[START OF RECORDS SHOWN]

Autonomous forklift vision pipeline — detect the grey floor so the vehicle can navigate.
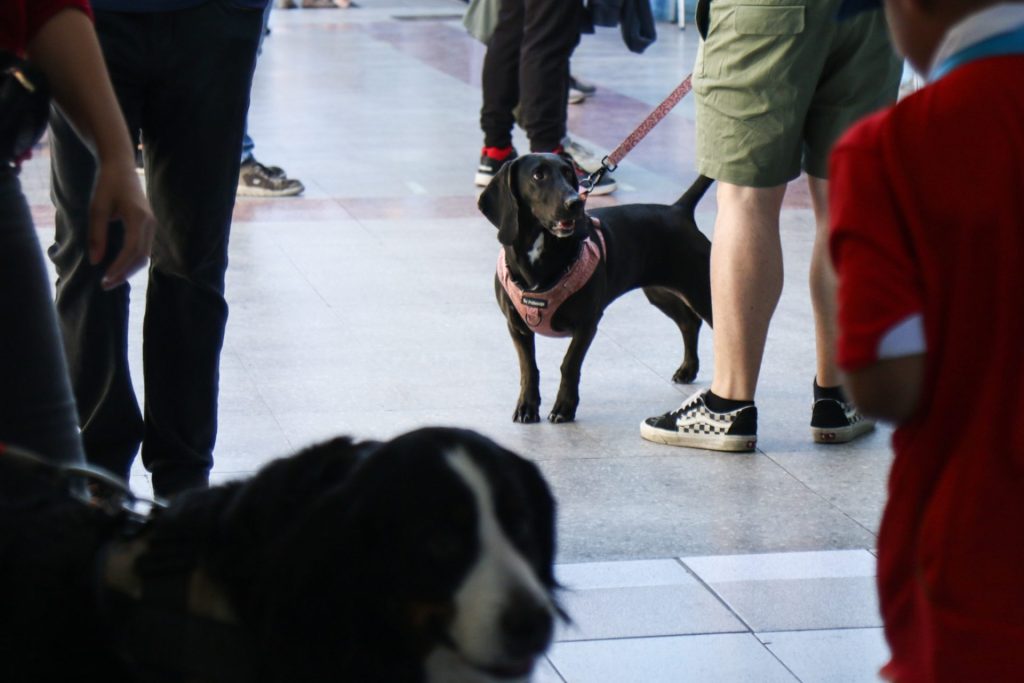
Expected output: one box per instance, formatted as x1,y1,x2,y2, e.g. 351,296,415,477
24,0,890,683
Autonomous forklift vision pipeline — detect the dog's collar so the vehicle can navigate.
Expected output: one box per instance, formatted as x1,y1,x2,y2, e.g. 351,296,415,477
498,216,606,337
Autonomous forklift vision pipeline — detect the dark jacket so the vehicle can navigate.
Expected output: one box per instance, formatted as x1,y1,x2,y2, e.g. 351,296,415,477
584,0,657,54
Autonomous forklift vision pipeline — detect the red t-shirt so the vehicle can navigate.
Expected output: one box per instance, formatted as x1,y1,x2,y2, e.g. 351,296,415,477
829,55,1024,683
0,0,91,56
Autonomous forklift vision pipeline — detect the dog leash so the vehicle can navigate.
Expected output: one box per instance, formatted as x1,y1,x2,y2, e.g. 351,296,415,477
580,74,693,194
0,441,167,523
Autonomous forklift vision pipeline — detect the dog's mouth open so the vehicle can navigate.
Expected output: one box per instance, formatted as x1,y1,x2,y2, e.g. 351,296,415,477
548,218,580,238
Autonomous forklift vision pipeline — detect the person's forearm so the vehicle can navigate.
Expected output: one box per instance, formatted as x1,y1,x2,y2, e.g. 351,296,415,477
28,9,134,166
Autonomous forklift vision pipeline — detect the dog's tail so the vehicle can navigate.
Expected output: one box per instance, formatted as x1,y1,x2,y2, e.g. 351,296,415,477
675,175,715,214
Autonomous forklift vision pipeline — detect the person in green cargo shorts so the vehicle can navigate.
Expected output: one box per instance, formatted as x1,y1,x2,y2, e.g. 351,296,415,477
640,0,902,451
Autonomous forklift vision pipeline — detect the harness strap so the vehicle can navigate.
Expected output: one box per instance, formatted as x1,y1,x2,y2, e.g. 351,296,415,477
498,217,607,337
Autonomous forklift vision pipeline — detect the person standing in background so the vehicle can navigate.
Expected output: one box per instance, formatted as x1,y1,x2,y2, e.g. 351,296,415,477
49,0,266,497
640,0,902,452
0,0,156,464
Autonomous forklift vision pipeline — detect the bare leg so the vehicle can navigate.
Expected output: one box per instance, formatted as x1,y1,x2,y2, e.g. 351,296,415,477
711,182,785,400
807,175,840,387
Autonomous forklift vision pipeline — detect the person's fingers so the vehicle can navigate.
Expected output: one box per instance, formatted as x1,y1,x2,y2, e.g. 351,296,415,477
100,201,156,290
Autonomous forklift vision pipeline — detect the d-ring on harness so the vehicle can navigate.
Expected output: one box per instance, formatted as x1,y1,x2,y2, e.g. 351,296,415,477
580,74,693,194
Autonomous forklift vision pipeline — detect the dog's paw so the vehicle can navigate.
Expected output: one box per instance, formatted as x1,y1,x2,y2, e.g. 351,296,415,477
672,362,700,384
512,403,541,424
548,400,580,425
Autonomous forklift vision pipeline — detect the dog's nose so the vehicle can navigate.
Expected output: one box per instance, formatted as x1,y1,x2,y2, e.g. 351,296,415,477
501,599,554,657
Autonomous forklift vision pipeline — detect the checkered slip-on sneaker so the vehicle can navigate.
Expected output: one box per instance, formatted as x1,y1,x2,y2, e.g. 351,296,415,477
811,398,874,443
640,391,758,453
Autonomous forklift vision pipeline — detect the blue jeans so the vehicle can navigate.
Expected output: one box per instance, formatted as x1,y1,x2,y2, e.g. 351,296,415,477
242,0,273,164
0,167,85,463
49,0,262,497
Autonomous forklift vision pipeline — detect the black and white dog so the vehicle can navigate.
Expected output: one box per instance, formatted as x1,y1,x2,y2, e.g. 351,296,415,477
478,154,713,422
0,428,561,683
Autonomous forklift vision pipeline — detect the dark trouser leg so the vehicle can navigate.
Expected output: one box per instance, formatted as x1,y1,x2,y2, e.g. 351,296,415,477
0,168,84,471
142,2,262,496
480,0,528,147
519,0,583,152
49,68,142,478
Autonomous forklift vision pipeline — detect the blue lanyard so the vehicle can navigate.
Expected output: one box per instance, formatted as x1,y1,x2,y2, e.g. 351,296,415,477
931,26,1024,81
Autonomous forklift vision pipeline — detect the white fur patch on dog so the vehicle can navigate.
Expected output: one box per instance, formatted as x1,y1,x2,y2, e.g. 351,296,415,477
526,232,544,265
427,450,555,683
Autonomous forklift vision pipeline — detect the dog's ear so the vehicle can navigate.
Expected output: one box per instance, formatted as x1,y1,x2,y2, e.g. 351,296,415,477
476,159,519,245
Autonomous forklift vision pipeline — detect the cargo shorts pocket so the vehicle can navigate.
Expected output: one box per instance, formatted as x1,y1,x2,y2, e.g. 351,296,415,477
735,5,804,36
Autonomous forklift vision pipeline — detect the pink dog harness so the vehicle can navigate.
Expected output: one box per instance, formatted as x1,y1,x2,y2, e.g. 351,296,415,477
498,218,605,337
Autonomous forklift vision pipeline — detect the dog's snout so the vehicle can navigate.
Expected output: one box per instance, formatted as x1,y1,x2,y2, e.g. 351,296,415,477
563,193,584,213
501,599,554,656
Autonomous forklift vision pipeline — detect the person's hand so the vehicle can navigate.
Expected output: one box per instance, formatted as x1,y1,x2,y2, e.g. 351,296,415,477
89,162,157,290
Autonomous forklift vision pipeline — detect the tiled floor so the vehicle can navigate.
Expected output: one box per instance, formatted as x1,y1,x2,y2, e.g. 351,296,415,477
24,0,890,683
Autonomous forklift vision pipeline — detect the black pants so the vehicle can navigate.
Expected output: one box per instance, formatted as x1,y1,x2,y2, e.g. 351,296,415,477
49,0,262,496
0,171,83,471
480,0,584,152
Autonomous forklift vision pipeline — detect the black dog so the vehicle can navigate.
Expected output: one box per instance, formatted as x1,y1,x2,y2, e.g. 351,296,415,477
478,154,713,422
0,428,561,683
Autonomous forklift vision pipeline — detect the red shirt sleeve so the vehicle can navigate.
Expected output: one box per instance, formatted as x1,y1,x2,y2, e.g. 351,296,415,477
828,113,923,370
25,0,92,43
0,0,92,56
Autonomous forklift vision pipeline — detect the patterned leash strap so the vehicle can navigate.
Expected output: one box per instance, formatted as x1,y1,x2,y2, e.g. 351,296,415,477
582,74,693,191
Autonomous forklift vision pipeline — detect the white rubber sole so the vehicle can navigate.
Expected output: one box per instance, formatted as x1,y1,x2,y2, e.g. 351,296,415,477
640,422,758,453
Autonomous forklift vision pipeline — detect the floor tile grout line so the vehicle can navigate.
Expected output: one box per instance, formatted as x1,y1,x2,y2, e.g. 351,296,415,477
762,446,879,543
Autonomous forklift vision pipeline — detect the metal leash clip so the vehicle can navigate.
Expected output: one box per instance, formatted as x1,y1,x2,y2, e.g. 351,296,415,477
0,442,167,522
580,155,618,195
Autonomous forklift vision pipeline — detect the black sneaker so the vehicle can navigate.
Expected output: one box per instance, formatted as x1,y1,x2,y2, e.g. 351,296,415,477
811,398,874,443
238,159,306,197
473,148,518,187
569,75,597,95
640,389,758,453
559,150,618,197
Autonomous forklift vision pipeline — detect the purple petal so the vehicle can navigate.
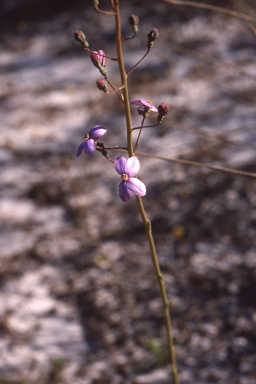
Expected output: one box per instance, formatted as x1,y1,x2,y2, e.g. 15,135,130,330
150,104,158,112
76,141,84,157
115,156,126,176
84,139,95,156
119,181,131,203
125,177,147,196
124,156,140,177
89,125,107,140
130,99,158,112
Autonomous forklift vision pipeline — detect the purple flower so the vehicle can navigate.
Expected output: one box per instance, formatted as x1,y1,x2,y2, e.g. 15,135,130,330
115,156,146,203
76,125,107,157
130,99,158,112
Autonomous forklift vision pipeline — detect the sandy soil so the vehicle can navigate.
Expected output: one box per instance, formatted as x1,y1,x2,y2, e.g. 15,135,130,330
0,1,256,384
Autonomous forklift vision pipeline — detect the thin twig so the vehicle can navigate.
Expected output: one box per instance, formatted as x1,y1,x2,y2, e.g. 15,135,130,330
105,146,256,178
126,48,151,76
162,0,256,23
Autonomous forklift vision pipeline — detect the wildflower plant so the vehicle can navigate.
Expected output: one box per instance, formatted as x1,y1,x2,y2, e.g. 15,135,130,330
74,0,178,384
75,0,256,384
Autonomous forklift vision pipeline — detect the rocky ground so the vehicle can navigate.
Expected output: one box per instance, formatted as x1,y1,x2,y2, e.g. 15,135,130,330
0,1,256,384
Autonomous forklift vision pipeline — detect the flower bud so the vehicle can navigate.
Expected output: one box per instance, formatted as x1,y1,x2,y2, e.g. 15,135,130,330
147,28,159,48
129,15,139,33
157,103,169,124
74,31,89,48
96,79,109,93
91,50,107,70
158,103,169,116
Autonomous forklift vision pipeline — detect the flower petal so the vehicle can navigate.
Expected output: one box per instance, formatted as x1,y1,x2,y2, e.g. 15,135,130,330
115,156,126,176
125,177,147,196
89,125,107,140
130,99,158,112
119,181,131,203
84,139,95,156
124,156,140,177
130,99,145,107
76,141,84,157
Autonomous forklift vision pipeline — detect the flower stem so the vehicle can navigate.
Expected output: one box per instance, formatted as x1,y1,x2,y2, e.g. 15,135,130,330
114,0,133,157
114,0,179,384
136,196,179,384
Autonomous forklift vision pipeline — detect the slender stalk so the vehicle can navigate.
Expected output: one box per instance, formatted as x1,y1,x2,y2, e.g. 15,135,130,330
114,0,179,384
163,0,256,23
114,0,133,157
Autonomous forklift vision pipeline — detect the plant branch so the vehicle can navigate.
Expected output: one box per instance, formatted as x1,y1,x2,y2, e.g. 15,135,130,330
126,48,151,76
114,0,179,384
162,0,256,23
105,145,256,178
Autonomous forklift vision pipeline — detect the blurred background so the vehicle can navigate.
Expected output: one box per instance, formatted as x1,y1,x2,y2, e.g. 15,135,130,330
0,0,256,384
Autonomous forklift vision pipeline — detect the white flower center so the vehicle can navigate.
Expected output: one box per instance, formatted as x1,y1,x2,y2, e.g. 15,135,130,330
121,173,129,181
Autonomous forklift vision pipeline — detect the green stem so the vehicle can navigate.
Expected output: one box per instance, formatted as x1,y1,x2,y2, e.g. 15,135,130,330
114,0,179,384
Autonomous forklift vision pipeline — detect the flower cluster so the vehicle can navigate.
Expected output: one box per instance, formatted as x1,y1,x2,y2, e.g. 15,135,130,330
76,125,107,157
76,125,146,202
115,156,146,202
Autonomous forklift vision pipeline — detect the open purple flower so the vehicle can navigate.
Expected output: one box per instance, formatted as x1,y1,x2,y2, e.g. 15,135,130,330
76,125,107,157
115,156,146,203
130,99,158,112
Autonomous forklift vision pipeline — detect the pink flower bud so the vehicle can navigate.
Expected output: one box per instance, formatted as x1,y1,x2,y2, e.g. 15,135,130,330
129,15,139,33
158,103,169,116
148,28,159,43
96,79,108,93
74,31,86,43
74,31,89,48
91,50,107,70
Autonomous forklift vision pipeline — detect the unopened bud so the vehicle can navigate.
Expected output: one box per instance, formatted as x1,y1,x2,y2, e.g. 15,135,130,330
157,103,169,124
158,103,169,116
147,28,159,48
74,31,89,48
91,50,107,70
129,15,139,33
96,79,109,93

[END OF RECORDS SHOWN]

EXERCISE DETAILS
Update the lines starting with the line containing "Autonomous forklift vision pipeline — detect the black pants" and going on through the line containing "762,446,879,543". Replace "forklift" with "pallet truck" and leave everything else unchanged.

WRITTEN SOLUTION
Autonomous pallet truck vision pipeline — detect the black pants so the vehicle can navigate.
Expected output: one box per instance, formatted as x1,y1,x2,y2, e.g. 351,296,415,477
49,0,262,496
0,171,83,471
480,0,584,152
Autonomous pallet truck vision pipeline — detect the black dog so the vehicle can navigate.
Expected output: one box per instance, formatted as x1,y1,x2,y2, e.g. 351,296,415,477
478,154,713,422
0,428,561,683
Autonomous pallet truck vision pipeline — detect the red shirt sleeve so the vehicle can navigate.
Expected output: one box per instance, formatted as x1,y1,x2,y2, e.g. 351,296,415,477
828,113,923,370
25,0,92,43
0,0,92,56
Autonomous pallet truck vision pipeline — detect the patterned leash strap so the vehicle can navigate.
Expected output: one box per instance, formatted as x1,y1,x2,y2, e.g. 351,296,415,477
582,74,693,191
Autonomous pallet truck vision pipeline — detect the white rubber sole so the vehicle can navigate.
Expected output: one box per instance, formatted as x1,y1,x2,y2, e.g. 351,296,415,477
640,422,758,453
Autonomous pallet truck vision pipeline — detect the floor tile grout line so the vehicle can navigate.
Expected output: one box per instance, formatted as x1,y1,x2,y2, e.g. 351,296,415,477
762,446,879,543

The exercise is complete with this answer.